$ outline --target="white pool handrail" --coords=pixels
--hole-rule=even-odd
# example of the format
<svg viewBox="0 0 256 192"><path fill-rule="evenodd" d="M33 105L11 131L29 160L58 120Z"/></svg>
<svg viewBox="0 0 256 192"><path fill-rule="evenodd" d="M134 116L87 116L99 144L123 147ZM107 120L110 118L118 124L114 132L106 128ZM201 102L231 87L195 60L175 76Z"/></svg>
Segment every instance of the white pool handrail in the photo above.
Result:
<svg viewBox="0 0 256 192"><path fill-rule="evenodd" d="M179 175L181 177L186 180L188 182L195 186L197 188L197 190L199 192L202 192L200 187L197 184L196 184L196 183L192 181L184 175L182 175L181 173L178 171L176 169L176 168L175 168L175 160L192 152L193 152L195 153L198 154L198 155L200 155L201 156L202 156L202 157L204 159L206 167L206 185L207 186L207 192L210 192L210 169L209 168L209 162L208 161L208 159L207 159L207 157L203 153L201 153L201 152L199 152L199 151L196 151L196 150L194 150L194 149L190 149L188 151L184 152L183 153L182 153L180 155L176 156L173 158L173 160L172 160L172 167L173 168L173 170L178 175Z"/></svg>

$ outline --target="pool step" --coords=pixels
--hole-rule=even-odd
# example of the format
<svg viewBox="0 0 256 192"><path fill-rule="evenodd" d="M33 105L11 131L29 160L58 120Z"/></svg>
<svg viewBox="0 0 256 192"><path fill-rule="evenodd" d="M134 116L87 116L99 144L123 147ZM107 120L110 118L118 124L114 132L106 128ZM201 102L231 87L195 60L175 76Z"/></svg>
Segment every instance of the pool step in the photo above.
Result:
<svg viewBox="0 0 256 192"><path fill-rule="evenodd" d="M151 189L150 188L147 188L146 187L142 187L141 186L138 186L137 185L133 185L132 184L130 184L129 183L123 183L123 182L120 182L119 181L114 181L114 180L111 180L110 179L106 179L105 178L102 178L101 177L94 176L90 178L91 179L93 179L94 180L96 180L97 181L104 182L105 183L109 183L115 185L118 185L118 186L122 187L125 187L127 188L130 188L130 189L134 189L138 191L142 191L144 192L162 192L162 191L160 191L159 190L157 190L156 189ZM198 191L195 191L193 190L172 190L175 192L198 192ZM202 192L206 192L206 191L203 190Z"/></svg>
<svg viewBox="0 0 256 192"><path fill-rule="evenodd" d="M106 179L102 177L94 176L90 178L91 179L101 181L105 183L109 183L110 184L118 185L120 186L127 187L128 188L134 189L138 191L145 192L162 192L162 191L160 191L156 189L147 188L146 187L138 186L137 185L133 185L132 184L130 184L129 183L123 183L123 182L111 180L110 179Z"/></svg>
★ ★ ★ ★ ★ ★ ★
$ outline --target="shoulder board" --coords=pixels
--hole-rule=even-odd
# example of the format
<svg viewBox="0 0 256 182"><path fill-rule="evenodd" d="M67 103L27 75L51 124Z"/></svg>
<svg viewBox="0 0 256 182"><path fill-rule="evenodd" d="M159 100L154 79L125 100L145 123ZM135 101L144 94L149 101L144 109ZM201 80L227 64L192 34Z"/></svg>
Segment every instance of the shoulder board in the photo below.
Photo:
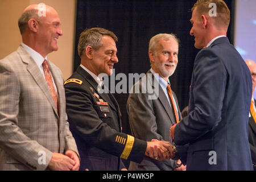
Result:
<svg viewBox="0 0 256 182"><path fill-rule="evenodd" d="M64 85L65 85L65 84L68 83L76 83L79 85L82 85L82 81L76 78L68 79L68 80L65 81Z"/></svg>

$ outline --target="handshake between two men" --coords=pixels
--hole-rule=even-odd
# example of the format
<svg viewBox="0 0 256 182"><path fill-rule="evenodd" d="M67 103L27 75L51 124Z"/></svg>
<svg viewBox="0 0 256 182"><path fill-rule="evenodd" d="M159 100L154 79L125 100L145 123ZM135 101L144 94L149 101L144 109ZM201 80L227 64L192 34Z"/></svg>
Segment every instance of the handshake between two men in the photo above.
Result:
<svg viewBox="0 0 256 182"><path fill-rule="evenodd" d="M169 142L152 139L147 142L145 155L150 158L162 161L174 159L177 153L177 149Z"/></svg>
★ ★ ★ ★ ★ ★ ★
Copy each line of the data above that contains the word "handrail", matching case exactly.

Exercise output ::
$ outline --target="white pool handrail" --coords=pixels
Segment every instance of the white pool handrail in the photo above.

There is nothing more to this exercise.